*** Opening Document excerpt ***

Business

Mattituck 7-Eleven gets clearance from Planning Board

BETH YOUNG FILE PHOTO | The Southold Town Planning Board voted to allow the Mattituck 7-Eleven to open before the state DOT does required road work at its meeting Monday..

The new Mattituck 7-Eleven could be open by Thanksgiving, after the Southold Planning Board unanimously approved amendments to the project’s site plan Monday night.

The convenience store had initially been scheduled to open earlier this fall, but the property’s owners and the franchisee who will run the store discovered in mid-October that work that had been slated to be done by the state Department of Transportation as a condition of the site plan approval had not been scheduled to be done until next spring.

That work includes the removal of a telephone pole at the corner of Factory Avenue and Route 25, and pushing back the curb at that corner to allow vehicles with wide turning radiuses to make the turn at that intersection.

Franchisee Tony Cocheo, who runs the Southold 7-Eleven and was chosen this summer to run the Mattituck store, had hired eight employees and was training them at his Southold store when he discovered the Mattituck 7-Eleven might not be able to open until spring. He’s spent the past month pleading with the Planning Board to allow him to open sooner. Otherwise, he said, he would need to lay off workers and would have to pay rent on the property through the winter months without being able to open for business.

*** Closing Document excerpt ***
*** Opening The data ***

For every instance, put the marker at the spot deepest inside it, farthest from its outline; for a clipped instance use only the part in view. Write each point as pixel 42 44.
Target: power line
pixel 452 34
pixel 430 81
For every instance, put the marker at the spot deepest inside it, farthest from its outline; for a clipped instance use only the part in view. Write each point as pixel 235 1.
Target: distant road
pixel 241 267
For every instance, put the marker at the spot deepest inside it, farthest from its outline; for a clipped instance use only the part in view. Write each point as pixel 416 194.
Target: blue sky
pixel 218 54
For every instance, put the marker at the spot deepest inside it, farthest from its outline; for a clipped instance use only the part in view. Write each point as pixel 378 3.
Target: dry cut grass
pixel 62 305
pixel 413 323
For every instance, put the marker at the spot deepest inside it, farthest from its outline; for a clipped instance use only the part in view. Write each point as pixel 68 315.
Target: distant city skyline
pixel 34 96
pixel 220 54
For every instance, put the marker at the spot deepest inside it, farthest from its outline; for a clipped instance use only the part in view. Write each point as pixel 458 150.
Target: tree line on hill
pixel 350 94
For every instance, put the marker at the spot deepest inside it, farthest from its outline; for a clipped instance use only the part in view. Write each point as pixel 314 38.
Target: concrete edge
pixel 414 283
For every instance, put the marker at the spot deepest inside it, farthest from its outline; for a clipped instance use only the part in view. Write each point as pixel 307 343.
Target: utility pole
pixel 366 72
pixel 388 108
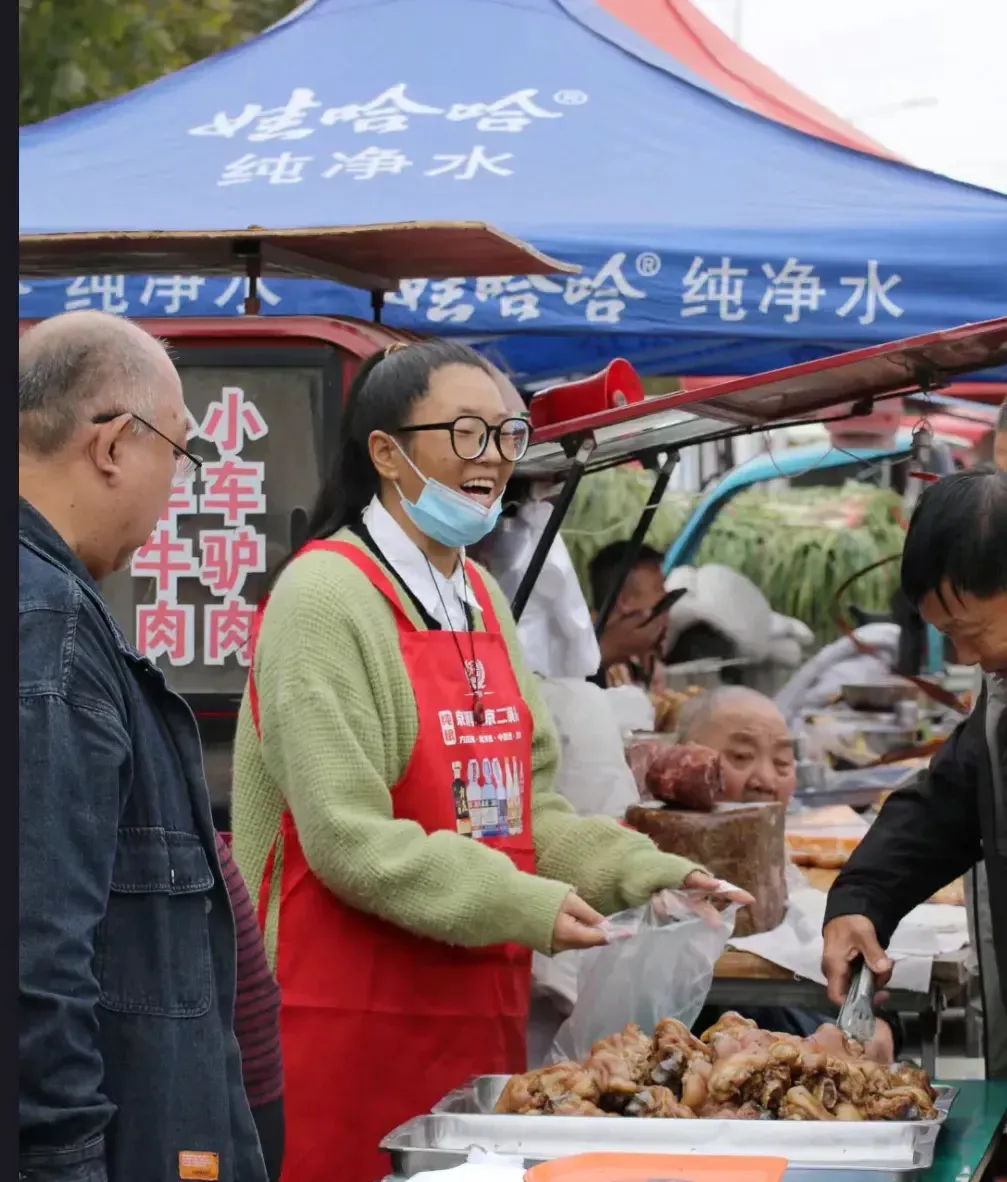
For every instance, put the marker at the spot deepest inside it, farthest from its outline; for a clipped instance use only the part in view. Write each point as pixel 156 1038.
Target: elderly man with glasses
pixel 129 1066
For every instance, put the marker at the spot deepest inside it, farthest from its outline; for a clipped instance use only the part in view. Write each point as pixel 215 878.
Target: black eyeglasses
pixel 470 436
pixel 186 463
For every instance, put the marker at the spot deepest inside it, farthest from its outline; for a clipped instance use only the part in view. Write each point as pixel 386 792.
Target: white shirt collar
pixel 430 588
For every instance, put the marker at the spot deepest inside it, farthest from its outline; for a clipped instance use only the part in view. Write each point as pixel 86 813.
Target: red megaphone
pixel 616 385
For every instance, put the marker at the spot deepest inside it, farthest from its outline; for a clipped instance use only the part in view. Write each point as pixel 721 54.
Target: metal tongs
pixel 857 1015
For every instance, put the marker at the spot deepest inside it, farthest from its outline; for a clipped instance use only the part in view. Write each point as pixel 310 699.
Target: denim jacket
pixel 129 1067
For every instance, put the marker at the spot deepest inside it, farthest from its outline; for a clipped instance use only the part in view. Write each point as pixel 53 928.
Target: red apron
pixel 378 1024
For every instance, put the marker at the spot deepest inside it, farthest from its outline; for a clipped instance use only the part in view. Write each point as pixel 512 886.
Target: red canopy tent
pixel 684 33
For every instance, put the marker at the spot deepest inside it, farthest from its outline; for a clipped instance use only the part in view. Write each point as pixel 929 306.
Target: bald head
pixel 751 734
pixel 80 364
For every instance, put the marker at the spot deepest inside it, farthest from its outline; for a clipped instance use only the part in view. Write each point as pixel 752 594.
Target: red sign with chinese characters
pixel 222 558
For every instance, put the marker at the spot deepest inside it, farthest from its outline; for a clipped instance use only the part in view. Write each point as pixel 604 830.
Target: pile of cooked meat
pixel 734 1071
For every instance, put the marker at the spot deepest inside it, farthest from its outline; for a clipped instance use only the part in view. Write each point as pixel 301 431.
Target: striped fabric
pixel 257 1004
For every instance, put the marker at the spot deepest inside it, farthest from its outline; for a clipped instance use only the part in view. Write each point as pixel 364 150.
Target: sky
pixel 924 77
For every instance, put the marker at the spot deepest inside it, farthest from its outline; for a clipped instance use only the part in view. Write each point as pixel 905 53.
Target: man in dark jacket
pixel 954 571
pixel 129 1070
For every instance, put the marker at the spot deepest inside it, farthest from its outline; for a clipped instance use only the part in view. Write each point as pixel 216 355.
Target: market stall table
pixel 965 1149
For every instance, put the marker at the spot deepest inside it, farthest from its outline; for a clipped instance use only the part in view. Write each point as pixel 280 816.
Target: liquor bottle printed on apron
pixel 474 798
pixel 502 819
pixel 462 814
pixel 491 826
pixel 514 824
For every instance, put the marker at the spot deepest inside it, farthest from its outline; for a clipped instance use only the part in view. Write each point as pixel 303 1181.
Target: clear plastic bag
pixel 656 965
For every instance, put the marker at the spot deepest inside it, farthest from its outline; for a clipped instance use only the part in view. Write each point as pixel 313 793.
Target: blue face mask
pixel 447 515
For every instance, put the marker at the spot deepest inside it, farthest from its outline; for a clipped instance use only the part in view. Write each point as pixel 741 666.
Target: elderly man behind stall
pixel 128 1063
pixel 751 734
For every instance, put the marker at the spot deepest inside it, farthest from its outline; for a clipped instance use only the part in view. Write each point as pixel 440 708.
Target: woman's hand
pixel 577 926
pixel 716 888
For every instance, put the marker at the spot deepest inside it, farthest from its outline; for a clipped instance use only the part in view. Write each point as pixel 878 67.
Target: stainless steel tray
pixel 876 1149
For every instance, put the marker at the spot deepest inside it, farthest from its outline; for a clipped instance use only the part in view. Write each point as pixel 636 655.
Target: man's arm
pixel 926 836
pixel 73 752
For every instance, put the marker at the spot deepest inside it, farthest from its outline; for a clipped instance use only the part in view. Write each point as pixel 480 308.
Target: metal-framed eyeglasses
pixel 186 463
pixel 470 436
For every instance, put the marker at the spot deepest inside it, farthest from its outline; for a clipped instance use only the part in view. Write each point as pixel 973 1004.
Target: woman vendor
pixel 394 771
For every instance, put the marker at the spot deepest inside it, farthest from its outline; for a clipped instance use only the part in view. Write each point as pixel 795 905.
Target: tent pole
pixel 556 519
pixel 253 270
pixel 635 543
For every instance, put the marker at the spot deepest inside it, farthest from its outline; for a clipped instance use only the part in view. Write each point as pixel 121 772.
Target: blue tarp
pixel 712 239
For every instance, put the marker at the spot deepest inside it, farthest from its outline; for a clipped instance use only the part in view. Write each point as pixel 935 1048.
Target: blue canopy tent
pixel 713 240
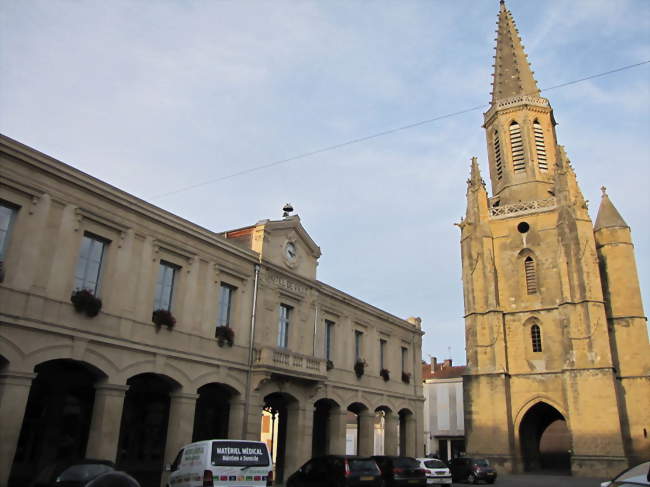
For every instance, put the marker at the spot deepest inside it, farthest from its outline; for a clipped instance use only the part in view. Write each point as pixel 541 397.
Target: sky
pixel 154 97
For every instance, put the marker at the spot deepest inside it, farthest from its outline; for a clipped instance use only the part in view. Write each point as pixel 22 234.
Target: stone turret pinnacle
pixel 475 175
pixel 512 73
pixel 608 215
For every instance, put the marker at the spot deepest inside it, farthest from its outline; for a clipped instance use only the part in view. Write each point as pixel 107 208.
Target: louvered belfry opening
pixel 517 148
pixel 539 146
pixel 497 155
pixel 536 337
pixel 531 278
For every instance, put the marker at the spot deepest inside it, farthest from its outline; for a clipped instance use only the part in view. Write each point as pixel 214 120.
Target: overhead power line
pixel 378 134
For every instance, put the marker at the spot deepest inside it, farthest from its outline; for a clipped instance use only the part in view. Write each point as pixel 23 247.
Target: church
pixel 558 362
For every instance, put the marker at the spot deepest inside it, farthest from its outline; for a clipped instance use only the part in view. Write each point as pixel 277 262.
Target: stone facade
pixel 444 420
pixel 556 334
pixel 112 384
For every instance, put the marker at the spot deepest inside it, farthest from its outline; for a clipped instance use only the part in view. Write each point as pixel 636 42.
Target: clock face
pixel 290 251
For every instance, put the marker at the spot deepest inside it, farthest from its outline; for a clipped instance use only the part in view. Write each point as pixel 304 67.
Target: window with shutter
pixel 536 337
pixel 540 148
pixel 497 155
pixel 517 147
pixel 531 277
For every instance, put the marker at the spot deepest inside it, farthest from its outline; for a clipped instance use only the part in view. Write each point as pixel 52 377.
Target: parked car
pixel 472 470
pixel 637 475
pixel 400 471
pixel 437 471
pixel 74 473
pixel 114 479
pixel 337 471
pixel 215 462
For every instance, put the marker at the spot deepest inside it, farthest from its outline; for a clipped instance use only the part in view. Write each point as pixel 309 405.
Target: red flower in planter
pixel 385 373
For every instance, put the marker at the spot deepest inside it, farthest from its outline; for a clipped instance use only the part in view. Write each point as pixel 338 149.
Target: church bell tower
pixel 556 339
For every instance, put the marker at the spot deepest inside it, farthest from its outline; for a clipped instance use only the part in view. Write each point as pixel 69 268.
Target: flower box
pixel 86 302
pixel 225 335
pixel 162 317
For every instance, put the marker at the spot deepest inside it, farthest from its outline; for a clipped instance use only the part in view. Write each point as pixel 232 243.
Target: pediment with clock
pixel 284 242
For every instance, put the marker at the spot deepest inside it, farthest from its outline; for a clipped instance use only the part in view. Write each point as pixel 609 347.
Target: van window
pixel 239 454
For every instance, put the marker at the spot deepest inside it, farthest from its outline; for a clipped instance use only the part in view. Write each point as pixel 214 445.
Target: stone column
pixel 391 438
pixel 409 437
pixel 236 419
pixel 336 431
pixel 366 433
pixel 14 392
pixel 300 422
pixel 181 423
pixel 104 433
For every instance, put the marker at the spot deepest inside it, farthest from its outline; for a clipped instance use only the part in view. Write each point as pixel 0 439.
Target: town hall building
pixel 127 332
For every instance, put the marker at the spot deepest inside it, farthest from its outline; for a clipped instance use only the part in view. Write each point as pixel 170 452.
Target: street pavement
pixel 529 480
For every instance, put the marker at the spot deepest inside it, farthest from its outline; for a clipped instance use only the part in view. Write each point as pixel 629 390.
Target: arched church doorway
pixel 57 417
pixel 545 440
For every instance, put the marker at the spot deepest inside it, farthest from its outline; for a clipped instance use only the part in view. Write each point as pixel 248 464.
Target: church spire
pixel 608 215
pixel 512 73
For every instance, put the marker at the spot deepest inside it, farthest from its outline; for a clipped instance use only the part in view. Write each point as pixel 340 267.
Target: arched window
pixel 497 155
pixel 531 275
pixel 536 338
pixel 517 147
pixel 539 146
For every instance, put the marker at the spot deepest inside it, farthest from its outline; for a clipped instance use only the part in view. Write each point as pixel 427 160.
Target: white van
pixel 222 463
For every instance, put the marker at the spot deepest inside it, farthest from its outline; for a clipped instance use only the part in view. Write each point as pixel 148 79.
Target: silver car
pixel 635 476
pixel 437 471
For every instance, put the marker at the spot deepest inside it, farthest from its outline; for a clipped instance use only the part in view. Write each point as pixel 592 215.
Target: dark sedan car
pixel 401 471
pixel 72 473
pixel 472 470
pixel 337 471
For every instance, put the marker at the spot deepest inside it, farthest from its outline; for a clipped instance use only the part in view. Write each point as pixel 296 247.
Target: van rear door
pixel 240 463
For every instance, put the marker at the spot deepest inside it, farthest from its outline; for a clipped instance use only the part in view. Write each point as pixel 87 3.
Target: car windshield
pixel 362 464
pixel 405 462
pixel 84 472
pixel 239 454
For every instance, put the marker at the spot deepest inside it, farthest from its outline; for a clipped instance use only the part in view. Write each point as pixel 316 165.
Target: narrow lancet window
pixel 497 155
pixel 536 337
pixel 531 277
pixel 517 147
pixel 539 146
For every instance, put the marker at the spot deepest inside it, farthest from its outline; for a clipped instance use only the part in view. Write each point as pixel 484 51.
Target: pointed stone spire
pixel 608 215
pixel 512 73
pixel 475 177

*** Closing The data ***

● **Exercise instructions**: Write out the passage of the Mattituck 7-Eleven article from "The new Mattituck" up to and including "until next spring.".

● **Reply to the exercise**:
The new Mattituck 7-Eleven could be open by Thanksgiving, after the Southold Planning Board unanimously approved amendments to the project’s site plan Monday night.

The convenience store had initially been scheduled to open earlier this fall, but the property’s owners and the franchisee who will run the store discovered in mid-October that work that had been slated to be done by the state Department of Transportation as a condition of the site plan approval had not been scheduled to be done until next spring.